━━━ EXTRAIT CITÉ ━━━

Le droit à l’oubli ayant déjà été beaucoup discuté, il existe certaines solutions pour redevenir anonyme, ou du moins empêcher un accès trop facile à certaines données.

La première issue est bien sûr la prévention des utilisateurs, en les mettant au courant du fait que leurs données et actions sur le web peuvent être répertoriées et utilisées. Par exemple, vous avez pu remarquer qu’un grand nombre de sites internet affichent, lors de votre première visite, un bandeau vous indiquant qu’en poursuivant votre navigation sur ce site, vous acceptez l’utilisation des « cookies » émis par le site en question. (D’après la CNIL, Commission Nationale de l’Informatique et des Libertés, les cookies, aussi appelés traceurs, sont des fichiers textes implantés sur votre ordinateur lors de votre connexion au site et permettant de recueillir vos données de navigation, qui peuvent servir à faire de la publicité ciblée par exemple [1SIa]). La Loi Informatique et Libertés (rappelée en décembre 2013 par une recommandation de la CNIL [1SIb]) indique ainsi que l’utilisation de tout système visant à recueillir les données des internautes (comme les cookies) est soumis à un consentement préalable de l’utilisateur, qui doit donc être demandé par le site qui utilise cette méthode.

Une deuxième solution consiste simplement à demander à Google de déréférencer les pages que l’on ne veut plus voir apparaître lorsque l’on tape certains mots-clés. En effet, depuis la fin du mois de mai 2014 et suite à un arrêt de la CJUE (Cour de Justice de l’Union Européenne), Google propose un formulaire de droit à l’oubli, permettant aux internautes de faire cette demande (formulaire que vous pouvez retrouver ici) [10P]. Ce formulaire a l’avantage d’être rapide et gratuit [8P]. Il suffit de renseigner son nom, son prénom, une adresse e-mail, l’adresse de la page que l’on veut déréférencer, de joindre une photocopie d’une pièce d’identité, et bien sûr il faut expliquer les raisons de cette demande. Cependant les requêtes sont traitées au cas par cas par le groupe Google lui-même, et ne sont pas toujours acceptées car elles doivent correspondre à certains critères. Il faut par exemple que l’information soit réellement obsolète, mensongère ou très ancienne (et jugée comme telle par les services de Google). Une information jugée d’utilité publique aura beaucoup moins de chances d’être enlevée. Comme l’explique Benoît Tabaka, « Google apprécie la demande au regard du contexte du moment donné [2E]. »

D’autres technologies, plus sophistiquées, sont aussi disponibles, notamment pour la protection sur les réseaux sociaux, dans le but de ne pas divulguer ses informations personnelles à tout le monde. Dans leur article « Realizing the Right to Be Forgotten in an SNS Environment » [1S], les auteurs citent par exemple « User Privacy Policy » qui permet à l’utilisateur d’instaurer une politique de confidentialité sur ses informations, « Dual Watermaking Scheme » qui prévient le concerné par l’information que celle-ci va être utilisée, et il peut alors en refuser l’accès, et « FaceCloak », qui montre un faux profil aux personnes tierces inconnues. Il est également possible de combiner ces technologies pour apparaître anonymement et protéger ses données de manière plus complète.

━━━ LIGNES DE DONNÉES ━━━

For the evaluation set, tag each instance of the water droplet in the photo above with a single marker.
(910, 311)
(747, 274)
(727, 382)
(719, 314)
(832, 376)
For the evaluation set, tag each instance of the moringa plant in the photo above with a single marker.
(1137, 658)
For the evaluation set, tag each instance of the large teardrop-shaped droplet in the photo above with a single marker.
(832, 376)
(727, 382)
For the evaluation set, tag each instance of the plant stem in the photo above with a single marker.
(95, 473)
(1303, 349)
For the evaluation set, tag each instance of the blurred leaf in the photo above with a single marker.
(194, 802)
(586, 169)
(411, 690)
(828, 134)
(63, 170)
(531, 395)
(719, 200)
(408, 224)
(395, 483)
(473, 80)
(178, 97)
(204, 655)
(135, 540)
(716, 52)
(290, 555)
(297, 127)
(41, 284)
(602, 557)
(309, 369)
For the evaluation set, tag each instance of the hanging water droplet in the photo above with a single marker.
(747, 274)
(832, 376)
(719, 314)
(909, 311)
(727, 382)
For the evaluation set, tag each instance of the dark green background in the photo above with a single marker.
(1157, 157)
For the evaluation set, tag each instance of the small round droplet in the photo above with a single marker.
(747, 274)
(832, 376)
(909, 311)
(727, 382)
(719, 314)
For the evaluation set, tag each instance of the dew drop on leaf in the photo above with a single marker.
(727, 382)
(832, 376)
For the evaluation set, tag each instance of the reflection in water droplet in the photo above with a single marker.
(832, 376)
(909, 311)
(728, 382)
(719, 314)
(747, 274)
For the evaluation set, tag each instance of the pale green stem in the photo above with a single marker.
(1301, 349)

━━━

-- CONSIGNE --
Pour chaque affirmation, dites si elle concorde avec le texte sur le droit à l’oubli en répondant oui ou non et en citant mot pour mot le passage décisif de ce texte. 1. Le formulaire de droit à l’oubli proposé par Google est payant. 2. Google traite lui-même les requêtes au cas par cas. 3. « FaceCloak » avertit la personne concernée que son information va être utilisée. Les enregistrements proviennent d’une autre source.

-- RÉPONSE RÉDIGÉE --
1. Non : « Ce formulaire a l’avantage d’être rapide et gratuit ».
2. Oui : « les requêtes sont traitées au cas par cas par le groupe Google lui-même ».
3. Non : « « FaceCloak », qui montre un faux profil aux personnes tierces inconnues ».